▶ [Excerpts from point annotation data]:
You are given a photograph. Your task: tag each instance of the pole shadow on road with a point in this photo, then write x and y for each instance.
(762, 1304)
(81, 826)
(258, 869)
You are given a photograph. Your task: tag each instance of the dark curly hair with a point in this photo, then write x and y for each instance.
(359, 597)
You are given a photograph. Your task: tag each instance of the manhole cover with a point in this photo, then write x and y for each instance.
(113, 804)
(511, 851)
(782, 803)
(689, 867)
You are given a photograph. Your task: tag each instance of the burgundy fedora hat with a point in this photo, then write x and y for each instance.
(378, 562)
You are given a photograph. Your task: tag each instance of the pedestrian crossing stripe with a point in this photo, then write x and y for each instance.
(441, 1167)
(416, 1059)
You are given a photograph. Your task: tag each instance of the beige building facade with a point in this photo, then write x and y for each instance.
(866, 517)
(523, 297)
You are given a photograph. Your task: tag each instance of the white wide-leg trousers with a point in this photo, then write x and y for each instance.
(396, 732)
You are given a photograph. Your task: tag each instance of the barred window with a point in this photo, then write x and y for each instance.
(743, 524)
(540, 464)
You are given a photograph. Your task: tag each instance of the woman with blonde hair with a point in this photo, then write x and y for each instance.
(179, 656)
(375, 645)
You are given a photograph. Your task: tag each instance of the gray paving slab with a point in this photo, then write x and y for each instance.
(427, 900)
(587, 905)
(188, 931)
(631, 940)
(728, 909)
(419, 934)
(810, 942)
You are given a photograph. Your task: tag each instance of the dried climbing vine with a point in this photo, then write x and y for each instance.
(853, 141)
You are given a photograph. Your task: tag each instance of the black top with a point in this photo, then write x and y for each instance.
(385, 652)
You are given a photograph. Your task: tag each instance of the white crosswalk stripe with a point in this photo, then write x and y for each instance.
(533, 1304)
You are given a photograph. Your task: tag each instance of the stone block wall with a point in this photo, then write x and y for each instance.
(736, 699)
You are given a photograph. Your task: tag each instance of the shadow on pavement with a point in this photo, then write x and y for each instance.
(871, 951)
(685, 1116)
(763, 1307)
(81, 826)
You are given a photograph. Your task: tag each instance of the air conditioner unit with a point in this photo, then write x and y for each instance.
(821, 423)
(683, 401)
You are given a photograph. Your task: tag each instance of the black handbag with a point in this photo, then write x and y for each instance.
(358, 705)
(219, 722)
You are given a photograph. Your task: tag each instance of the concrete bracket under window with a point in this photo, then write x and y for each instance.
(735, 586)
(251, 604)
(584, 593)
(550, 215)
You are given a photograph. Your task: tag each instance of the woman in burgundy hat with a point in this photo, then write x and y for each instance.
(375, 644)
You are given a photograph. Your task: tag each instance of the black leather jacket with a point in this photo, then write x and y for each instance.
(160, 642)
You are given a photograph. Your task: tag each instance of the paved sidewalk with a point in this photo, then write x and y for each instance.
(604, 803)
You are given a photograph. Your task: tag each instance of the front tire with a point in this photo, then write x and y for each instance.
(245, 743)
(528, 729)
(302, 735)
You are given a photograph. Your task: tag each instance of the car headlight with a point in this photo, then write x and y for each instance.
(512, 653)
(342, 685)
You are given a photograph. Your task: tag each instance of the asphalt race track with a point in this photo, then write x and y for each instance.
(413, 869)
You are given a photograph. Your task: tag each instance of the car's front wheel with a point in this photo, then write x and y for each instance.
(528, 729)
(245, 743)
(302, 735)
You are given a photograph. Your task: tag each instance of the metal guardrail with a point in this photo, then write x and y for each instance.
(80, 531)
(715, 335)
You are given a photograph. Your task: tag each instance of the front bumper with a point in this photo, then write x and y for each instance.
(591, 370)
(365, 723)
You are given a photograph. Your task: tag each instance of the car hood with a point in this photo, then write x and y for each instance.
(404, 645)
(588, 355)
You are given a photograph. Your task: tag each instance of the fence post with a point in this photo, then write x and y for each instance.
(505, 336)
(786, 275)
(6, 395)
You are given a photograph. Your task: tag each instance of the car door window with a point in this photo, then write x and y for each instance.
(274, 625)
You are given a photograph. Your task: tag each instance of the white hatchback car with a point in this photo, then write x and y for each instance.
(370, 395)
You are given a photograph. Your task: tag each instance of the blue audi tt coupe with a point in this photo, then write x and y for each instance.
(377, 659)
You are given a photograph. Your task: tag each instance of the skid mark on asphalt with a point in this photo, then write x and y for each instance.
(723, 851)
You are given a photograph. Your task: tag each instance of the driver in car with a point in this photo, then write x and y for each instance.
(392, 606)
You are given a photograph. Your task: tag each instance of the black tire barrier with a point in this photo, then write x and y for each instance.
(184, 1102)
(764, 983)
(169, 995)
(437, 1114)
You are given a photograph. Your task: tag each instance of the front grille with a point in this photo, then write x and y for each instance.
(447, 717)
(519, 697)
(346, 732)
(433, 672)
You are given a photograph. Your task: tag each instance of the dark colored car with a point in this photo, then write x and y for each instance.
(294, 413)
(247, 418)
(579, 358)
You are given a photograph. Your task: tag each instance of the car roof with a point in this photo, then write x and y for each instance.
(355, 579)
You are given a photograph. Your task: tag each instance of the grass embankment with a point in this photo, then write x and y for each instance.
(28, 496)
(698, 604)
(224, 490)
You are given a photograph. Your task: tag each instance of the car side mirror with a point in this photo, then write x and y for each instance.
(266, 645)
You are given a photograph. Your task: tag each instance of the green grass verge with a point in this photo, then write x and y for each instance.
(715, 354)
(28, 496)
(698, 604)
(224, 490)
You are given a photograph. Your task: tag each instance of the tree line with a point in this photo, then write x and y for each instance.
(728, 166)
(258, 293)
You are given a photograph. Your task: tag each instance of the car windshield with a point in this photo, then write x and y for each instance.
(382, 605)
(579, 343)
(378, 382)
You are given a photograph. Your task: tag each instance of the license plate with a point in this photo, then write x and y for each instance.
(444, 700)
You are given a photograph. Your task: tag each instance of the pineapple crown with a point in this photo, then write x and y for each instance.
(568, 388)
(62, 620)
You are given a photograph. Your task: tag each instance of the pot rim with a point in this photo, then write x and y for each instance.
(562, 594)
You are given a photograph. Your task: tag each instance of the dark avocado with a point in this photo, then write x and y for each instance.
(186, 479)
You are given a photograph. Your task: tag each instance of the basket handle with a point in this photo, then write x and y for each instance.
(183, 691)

▶ [Objective]: Convert the data above into a JSON list of strings, with one string for each line and blank lines omitted.

▶ [Result]:
[
  "You are given a photograph. Your task: tag each instance of the pole shadow on road with a point in this photo, then write x and y for each instance.",
  "(762, 1304)",
  "(81, 826)",
  "(258, 869)",
  "You are given a photograph. Your task: tag each instance of the dark curly hair with a point in this photo, then write x and y for each instance.",
  "(359, 597)",
  "You are given a photograph. Your task: tag each instance of the manhole cover with a point in this photo, then write x and y for each instance.",
  "(113, 804)",
  "(511, 851)",
  "(782, 803)",
  "(689, 867)",
  "You are given a photograph. Your task: tag each instance of the burgundy fedora hat with a point in this photo, then write x and y for each instance.",
  "(378, 562)",
  "You are given a photograph. Your task: tag each instance of the pedestrian crossing stripe with a point in this photo, then write x and y for each instance.",
  "(441, 1167)",
  "(416, 1059)",
  "You are given a photograph. Your task: tag each instance of the beige building facade with a point in this photo, then write x and y for each instance.",
  "(866, 517)",
  "(523, 297)",
  "You are given a photograph. Your task: tag each instance of the white wide-leg trousers with a point in this photo, then write x and y for each instance.",
  "(396, 732)",
  "You are given a photograph. Your task: tag each instance of the barred window with a point in this photo, then write x and y for each instance.",
  "(743, 524)",
  "(540, 464)",
  "You are given a photograph. Your task: tag each instance of the woman with blonde hair with a point in this photo, then write x and y for each instance.",
  "(179, 656)",
  "(375, 645)",
  "You are given a photograph. Your task: tag each instance of the gray paving slab with a point in this photo, then write x and y for each instance.",
  "(427, 900)",
  "(587, 905)",
  "(188, 931)",
  "(631, 940)",
  "(728, 909)",
  "(419, 934)",
  "(810, 942)",
  "You are given a photograph. Your task: tag each instance of the dried climbing vine with a point in this photo, then write x and y for each instance.",
  "(853, 141)",
  "You are given a photograph. Your task: tag each instance of the black top with a point in this photo, then write x and y for each instance.",
  "(385, 652)",
  "You are given a photograph. Your task: tag each instance of the white crosswalk stripe with a point in this photo, then write x and y for each instance.",
  "(533, 1304)",
  "You are given a photograph. Your task: tag each instance of the stone block wall with a point in this photo, then write x and y for each instance.",
  "(736, 699)",
  "You are given a photograph. Your task: tag each instance of the shadow on pavement with a point in this photo, then write x and y for each instance.",
  "(871, 951)",
  "(685, 1116)",
  "(763, 1307)",
  "(81, 826)",
  "You are given a photograph. Your task: tag each instance of the air conditioner unit with a point in this photo, then write x and y for each instance.",
  "(821, 423)",
  "(683, 401)",
  "You are given a photograph. Your task: tag each instance of the black handbag with a point in this photo, then write x and y for each instance.",
  "(358, 705)",
  "(219, 722)",
  "You are given a photograph. Your task: tag each instance of the concrete bracket under window with a point in this photo, then write x and y for each instance.",
  "(735, 586)",
  "(251, 604)",
  "(584, 593)",
  "(550, 215)",
  "You are given a photograph. Your task: tag each instance of the woman in burgundy hat with a point in this photo, then write x and y for each instance.",
  "(375, 644)",
  "You are given a photograph. Your task: tag each instance of the black leather jacket with a point in this photo, then write x and y for each instance.",
  "(160, 642)",
  "You are given a photograph. Your task: tag each instance of the paved sidewalk with a point in this photo, then write x and y for each instance.",
  "(604, 803)",
  "You are given a photograph. Your task: tag each instance of the front tire with a point in this photo, then write x and y for each instance.",
  "(245, 743)",
  "(528, 729)",
  "(302, 735)",
  "You are given a photograph. Your task: tag each instance of the car headlight with a point in this photo, then write x and y for each instance.",
  "(512, 653)",
  "(342, 685)",
  "You are given a photograph. Your task: tag each instance of the asphalt race track with a point in this photo, then write x and y for each instance.",
  "(413, 869)",
  "You are given a photograph. Your task: tag each instance of the car's front wheel with a point in this photo, then write x and y for each instance.",
  "(528, 729)",
  "(245, 743)",
  "(302, 735)",
  "You are given a photograph. Your task: tag each instance of the metal guardrail with a point in this photo, then write x and y for each instance.",
  "(80, 531)",
  "(715, 335)",
  "You are given a photograph. Your task: tag each instance of the front bumper with a point in this photo, then write x and y for each instance.",
  "(591, 370)",
  "(365, 723)",
  "You are given a photograph. Your task: tag each instance of the car hood with a point in this photo, then write x and y for each instance.",
  "(404, 645)",
  "(588, 355)",
  "You are given a photograph. Your task: tag each instance of the fence post with a point in this photo, then write x and y for each instance.",
  "(505, 336)",
  "(786, 275)",
  "(6, 395)",
  "You are given a photograph. Your task: tag each instance of the car door window with a point in this photo, then write x and y for each instance.",
  "(274, 625)",
  "You are given a photograph. Your task: tag each instance of the white hatchback car with a point in this photo, then write x and y for each instance.",
  "(370, 395)",
  "You are given a photograph. Your task: tag each instance of the blue audi tt coupe with a point in this photo, then write x and y for each instance.",
  "(377, 659)",
  "You are given a photograph. Your task: tag each instance of the skid mark on asphalt with a point in this photo, then write x and y for each instance.",
  "(723, 851)",
  "You are given a photograph. Your task: tag each instance of the driver in car with a point in this photo, then write x and y for each instance.",
  "(392, 606)",
  "You are given a photograph. Your task: tag each instance of the black tire barrier with a point in this photo, then write x and y for each instance.",
  "(184, 1102)",
  "(764, 983)",
  "(169, 995)",
  "(437, 1114)",
  "You are given a photograph. Your task: tag each instance of the front grille with a point in this photo, then write x and y for each instance.",
  "(447, 717)",
  "(519, 697)",
  "(346, 732)",
  "(433, 672)",
  "You are given a photograph. Your task: tag each instance of the dark colored car with a point in this photo, then write x and y for each instance.",
  "(294, 413)",
  "(247, 418)",
  "(579, 358)",
  "You are given a photograph. Your task: tag each instance of the car roof with a point in this photo, then write x and y for each instance.",
  "(355, 579)",
  "You are given a photograph. Your task: tag each instance of the grass embankment with a point in this photo, then write x and y for each instance.",
  "(28, 496)",
  "(698, 604)",
  "(224, 490)",
  "You are given a photograph. Your task: tag each instance of the car side mirror with a point in this photo, then write x and y for each instance.",
  "(266, 645)",
  "You are given a photograph. Your task: tag each instance of the green grass verge with a point in this photo, then write x and y for each instance.",
  "(715, 354)",
  "(28, 496)",
  "(698, 604)",
  "(224, 490)",
  "You are given a photograph. Your task: tag each instance of the tree line with a point in this photo, then write x and y for each instance.",
  "(728, 166)",
  "(258, 293)",
  "You are given a photograph. Your task: tag each instance of the car windshield with a point in this photo, then write x and y for each instance.",
  "(382, 605)",
  "(579, 343)",
  "(378, 382)",
  "You are given a photograph. Your task: tag each instance of the license plate with a point in this photo, then write x and y for each instance.",
  "(444, 700)",
  "You are given a photograph. Your task: tag each instance of the pineapple crown with a point in this photo, then write x and y for each instance.",
  "(568, 388)",
  "(62, 620)",
  "You are given a photograph. Your task: tag each instance of the pot rim with a point in this photo, then write x and y for each instance.",
  "(562, 594)",
  "You are given a photograph. Your task: tag each instance of the dark avocado with a point in this photo, then write x and y for each instance.",
  "(186, 479)",
  "You are given a photograph. Your task: tag each instance of the basket handle with a point in this photo, then write x and y for each instance.",
  "(183, 691)"
]